Transcribe the material in full. Nothing should differ except that the pictures are left out.

**Records of labeled points:**
========
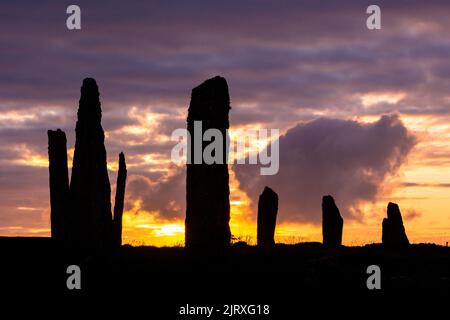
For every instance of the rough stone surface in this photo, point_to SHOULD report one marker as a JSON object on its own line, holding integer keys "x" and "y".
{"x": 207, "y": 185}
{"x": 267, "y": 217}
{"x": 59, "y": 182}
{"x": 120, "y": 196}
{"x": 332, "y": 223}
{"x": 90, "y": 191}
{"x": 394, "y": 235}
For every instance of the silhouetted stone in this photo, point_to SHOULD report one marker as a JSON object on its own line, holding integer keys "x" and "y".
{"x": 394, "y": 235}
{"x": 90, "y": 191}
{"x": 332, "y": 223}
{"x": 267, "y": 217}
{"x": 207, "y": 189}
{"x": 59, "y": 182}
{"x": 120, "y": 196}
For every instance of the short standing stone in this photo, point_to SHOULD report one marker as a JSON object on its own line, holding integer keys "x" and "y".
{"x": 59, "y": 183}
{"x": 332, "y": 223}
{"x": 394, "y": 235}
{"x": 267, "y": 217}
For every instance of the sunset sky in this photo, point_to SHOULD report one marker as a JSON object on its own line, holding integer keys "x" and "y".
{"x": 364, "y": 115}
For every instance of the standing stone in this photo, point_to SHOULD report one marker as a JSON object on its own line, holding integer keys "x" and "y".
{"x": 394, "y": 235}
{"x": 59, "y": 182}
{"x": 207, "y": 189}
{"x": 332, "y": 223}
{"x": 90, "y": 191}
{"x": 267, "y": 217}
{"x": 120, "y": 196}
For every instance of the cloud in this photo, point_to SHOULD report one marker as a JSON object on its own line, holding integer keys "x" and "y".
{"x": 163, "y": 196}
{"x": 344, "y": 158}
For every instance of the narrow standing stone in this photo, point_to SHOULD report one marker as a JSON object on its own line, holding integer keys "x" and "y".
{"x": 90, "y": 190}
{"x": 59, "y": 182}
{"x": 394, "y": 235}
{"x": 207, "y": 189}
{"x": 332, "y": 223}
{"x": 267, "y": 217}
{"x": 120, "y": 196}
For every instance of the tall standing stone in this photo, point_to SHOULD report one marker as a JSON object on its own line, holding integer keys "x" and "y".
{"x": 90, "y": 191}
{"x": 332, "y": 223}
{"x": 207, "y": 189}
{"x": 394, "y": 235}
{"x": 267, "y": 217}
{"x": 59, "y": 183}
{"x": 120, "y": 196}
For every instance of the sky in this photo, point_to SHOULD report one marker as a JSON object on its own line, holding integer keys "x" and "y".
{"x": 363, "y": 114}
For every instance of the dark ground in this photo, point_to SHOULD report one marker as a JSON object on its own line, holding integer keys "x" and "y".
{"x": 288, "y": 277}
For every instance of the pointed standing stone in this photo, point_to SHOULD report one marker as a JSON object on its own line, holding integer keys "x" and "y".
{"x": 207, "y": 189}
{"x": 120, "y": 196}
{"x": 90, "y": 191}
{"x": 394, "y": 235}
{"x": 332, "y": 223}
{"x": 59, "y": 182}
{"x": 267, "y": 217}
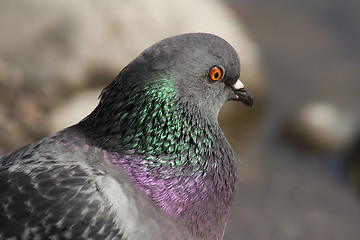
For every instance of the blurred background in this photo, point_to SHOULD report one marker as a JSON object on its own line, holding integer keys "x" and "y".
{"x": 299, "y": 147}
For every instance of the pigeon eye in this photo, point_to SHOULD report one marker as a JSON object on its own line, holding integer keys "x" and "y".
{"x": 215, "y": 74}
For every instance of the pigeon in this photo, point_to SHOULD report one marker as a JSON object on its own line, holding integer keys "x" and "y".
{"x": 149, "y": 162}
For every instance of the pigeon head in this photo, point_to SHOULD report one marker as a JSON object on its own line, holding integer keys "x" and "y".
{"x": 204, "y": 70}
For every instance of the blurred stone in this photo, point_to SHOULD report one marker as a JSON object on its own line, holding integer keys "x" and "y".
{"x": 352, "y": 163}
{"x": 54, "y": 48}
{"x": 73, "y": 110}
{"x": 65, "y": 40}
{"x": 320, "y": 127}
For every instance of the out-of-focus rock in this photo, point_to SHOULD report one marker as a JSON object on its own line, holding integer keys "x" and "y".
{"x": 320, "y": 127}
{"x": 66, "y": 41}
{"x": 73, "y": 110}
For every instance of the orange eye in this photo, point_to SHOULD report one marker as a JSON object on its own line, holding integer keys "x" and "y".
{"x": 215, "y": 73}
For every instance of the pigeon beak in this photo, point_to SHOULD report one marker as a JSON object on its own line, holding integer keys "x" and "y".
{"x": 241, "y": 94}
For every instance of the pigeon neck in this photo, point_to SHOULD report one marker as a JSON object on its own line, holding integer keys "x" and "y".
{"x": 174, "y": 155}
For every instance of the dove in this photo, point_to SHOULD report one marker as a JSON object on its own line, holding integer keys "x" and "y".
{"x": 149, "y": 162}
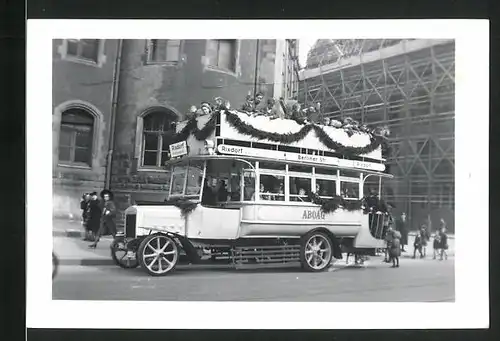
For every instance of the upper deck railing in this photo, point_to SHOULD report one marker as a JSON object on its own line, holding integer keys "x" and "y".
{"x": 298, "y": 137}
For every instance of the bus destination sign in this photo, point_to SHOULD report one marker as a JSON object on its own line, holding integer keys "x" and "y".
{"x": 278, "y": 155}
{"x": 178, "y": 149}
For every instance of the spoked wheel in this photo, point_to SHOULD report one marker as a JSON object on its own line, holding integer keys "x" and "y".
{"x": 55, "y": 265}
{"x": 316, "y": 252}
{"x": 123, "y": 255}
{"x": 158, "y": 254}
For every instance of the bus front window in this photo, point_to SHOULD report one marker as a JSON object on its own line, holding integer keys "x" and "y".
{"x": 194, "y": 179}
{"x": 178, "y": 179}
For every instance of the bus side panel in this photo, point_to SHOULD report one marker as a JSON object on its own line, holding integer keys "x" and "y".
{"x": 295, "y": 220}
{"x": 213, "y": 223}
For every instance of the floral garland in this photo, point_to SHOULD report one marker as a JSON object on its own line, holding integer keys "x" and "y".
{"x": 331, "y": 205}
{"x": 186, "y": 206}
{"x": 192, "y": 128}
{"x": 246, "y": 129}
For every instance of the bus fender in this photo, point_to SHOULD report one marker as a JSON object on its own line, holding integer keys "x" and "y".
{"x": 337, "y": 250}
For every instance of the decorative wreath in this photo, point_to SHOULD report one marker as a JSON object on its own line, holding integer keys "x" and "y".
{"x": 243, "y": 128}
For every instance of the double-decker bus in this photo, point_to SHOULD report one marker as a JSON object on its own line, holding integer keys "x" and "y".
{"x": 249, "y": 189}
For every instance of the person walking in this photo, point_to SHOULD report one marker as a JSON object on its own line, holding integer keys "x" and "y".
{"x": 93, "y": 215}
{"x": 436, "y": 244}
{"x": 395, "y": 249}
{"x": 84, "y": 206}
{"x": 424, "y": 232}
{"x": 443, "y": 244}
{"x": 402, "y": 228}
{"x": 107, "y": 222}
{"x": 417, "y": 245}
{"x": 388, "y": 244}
========
**RESPONSE TO THIS EXERCISE:**
For every instance of the rough stone surface in this photo, point_to SHOULD report one marker as a JSON object on its own line, holding integer keys "x" and "y".
{"x": 207, "y": 185}
{"x": 267, "y": 217}
{"x": 59, "y": 182}
{"x": 120, "y": 196}
{"x": 332, "y": 223}
{"x": 90, "y": 191}
{"x": 394, "y": 235}
For every instance of the silhouetted stone in this photo, point_to SHOULD report one marker as a JSON object on its own line, holding integer keys "x" and "y".
{"x": 394, "y": 235}
{"x": 90, "y": 191}
{"x": 332, "y": 223}
{"x": 267, "y": 217}
{"x": 207, "y": 189}
{"x": 59, "y": 182}
{"x": 120, "y": 196}
For every instance of the short standing stone in this photo, point_to SHOULD report one marker as a JSON object on its own line, holding integer keys "x" and "y".
{"x": 59, "y": 183}
{"x": 332, "y": 223}
{"x": 394, "y": 235}
{"x": 267, "y": 217}
For every instance of the sunset sky in this photo, point_to SHOULD report one marker as a JSON object on its own line, holding integer keys "x" and "y".
{"x": 364, "y": 115}
For every instance of the standing stone in this photo, point_to SHOULD report one marker as a JSON object on its own line, holding integer keys "x" and "y".
{"x": 394, "y": 235}
{"x": 59, "y": 182}
{"x": 207, "y": 189}
{"x": 332, "y": 223}
{"x": 90, "y": 191}
{"x": 267, "y": 217}
{"x": 120, "y": 196}
For every instance of the cloud in this photo, point_to SHOULD report one marker as a JSON object on its own line, holding integer keys "x" and "y".
{"x": 163, "y": 196}
{"x": 344, "y": 158}
For every instance of the narrow standing stone in this photo, point_to SHOULD report one marker as a JSON object on its own line, holding integer keys "x" and "y".
{"x": 90, "y": 190}
{"x": 59, "y": 182}
{"x": 394, "y": 235}
{"x": 207, "y": 189}
{"x": 332, "y": 223}
{"x": 267, "y": 217}
{"x": 120, "y": 196}
For every instance of the tall standing stone in this photo, point_to SHOULD report one marker as a JSON object on its own line, holding integer keys "x" and "y".
{"x": 90, "y": 191}
{"x": 332, "y": 223}
{"x": 207, "y": 189}
{"x": 394, "y": 235}
{"x": 267, "y": 217}
{"x": 59, "y": 183}
{"x": 120, "y": 196}
For every instance of the sky in this photo, point_to SHOULD report one marker as a JSON object on its own line, holding integer keys "x" and "y".
{"x": 363, "y": 114}
For every instance of the dark ground in this photo, point_to SHOULD report one marker as a JSON object on its own line, holding integer keys "x" and "y".
{"x": 288, "y": 277}
For every instance of the pointed standing stone in this photo, point_to SHOULD report one marker as a JSON object on its own line, holding integer keys "x" and "y".
{"x": 207, "y": 189}
{"x": 120, "y": 196}
{"x": 90, "y": 191}
{"x": 394, "y": 235}
{"x": 332, "y": 223}
{"x": 59, "y": 182}
{"x": 267, "y": 217}
For every instance of the blurred background in this photo, point_to SHOULD report one marker as a JSON object on its own line, holding integer keys "x" and "y".
{"x": 299, "y": 147}
For every instance of the pigeon eye in this photo, point_to SHOULD report one marker as a JSON object on its own line, holding integer keys "x" and "y".
{"x": 215, "y": 74}
For every instance of the pigeon in this photo, point_to SHOULD report one marker as a JSON object on its own line, holding integer keys "x" and "y".
{"x": 149, "y": 162}
For every instance of the pigeon head in this photo, point_to SHOULD report one marker as a JSON object on its own line, holding integer keys "x" and "y".
{"x": 204, "y": 70}
For every instance of the blurred stone in this photo, point_to SHOULD report one marker as a JSON object on its own line, holding integer keys "x" and "y".
{"x": 352, "y": 163}
{"x": 54, "y": 48}
{"x": 73, "y": 110}
{"x": 65, "y": 40}
{"x": 320, "y": 127}
For every instance of the out-of-focus rock in this photo, point_to SHOULD report one marker as a JSON object on its own line, holding integer keys "x" and "y".
{"x": 320, "y": 127}
{"x": 66, "y": 41}
{"x": 73, "y": 110}
For every instance of the orange eye in this photo, point_to SHOULD report one marker as a JSON object on its own line, holding integer keys "x" and "y".
{"x": 215, "y": 73}
For every instance of the pigeon beak in this photo, point_to SHOULD report one marker as a JSON object on its own line, holding integer keys "x" and "y".
{"x": 241, "y": 94}
For every instance of the pigeon neck in this photo, point_to SHOULD report one marker as a JSON object on its own line, holding integer keys "x" and "y".
{"x": 174, "y": 155}
For every instance of the dove in this photo, point_to SHOULD report one marker as a JSON object on its own line, holding integer keys "x" and "y".
{"x": 149, "y": 162}
For every instance of the upper deck railing in this photo, point_to SHOULD report one marker as a JSON object on its own line, holding integer keys "x" and "y".
{"x": 298, "y": 137}
For every instance of the bus destination sign in this photo, point_to SHOULD report one marker as a JSON object on its own line, holding integer keys "x" and "y".
{"x": 278, "y": 155}
{"x": 178, "y": 149}
For every instance of the spoked wheel in this photo, point_to SHOULD report one marker as a JSON object on its own line, holding integer keys "x" and "y".
{"x": 55, "y": 265}
{"x": 316, "y": 252}
{"x": 123, "y": 255}
{"x": 158, "y": 254}
For every instance of the bus front window in this photo, point_to SHOULD report one marker as a JSON object on its own line, holding integer keys "x" and "y".
{"x": 194, "y": 179}
{"x": 178, "y": 179}
For every instance of the bus side panel in this photo, point_to SHOULD report one marker as a JSON object on its own line, holding integer keys "x" and "y".
{"x": 295, "y": 220}
{"x": 213, "y": 223}
For every instance of the floral garland in this photo, point_to SHOULD report one marker as a JSON object on its own line, holding integer keys "x" and "y".
{"x": 331, "y": 205}
{"x": 186, "y": 206}
{"x": 192, "y": 128}
{"x": 246, "y": 129}
For every instance of the bus fender in this photo, point_to SHOULD report one marker as a JSON object on its own line, holding integer keys "x" and "y".
{"x": 337, "y": 250}
For every instance of the decorative wreath in this photo, point_to SHOULD report one marker as a JSON object on its own line, holding integer keys "x" and "y".
{"x": 243, "y": 128}
For every instance of the double-decker bus in this photo, point_to SHOULD report one marker as a JSON object on its own line, holding integer keys "x" and "y".
{"x": 249, "y": 189}
For every instance of the person walking in this photo, point_to SHOULD report one marker as a JSON object on its own line, holding integer keys "x" and "y".
{"x": 93, "y": 215}
{"x": 436, "y": 244}
{"x": 395, "y": 249}
{"x": 84, "y": 206}
{"x": 424, "y": 232}
{"x": 443, "y": 244}
{"x": 402, "y": 228}
{"x": 107, "y": 222}
{"x": 417, "y": 245}
{"x": 388, "y": 244}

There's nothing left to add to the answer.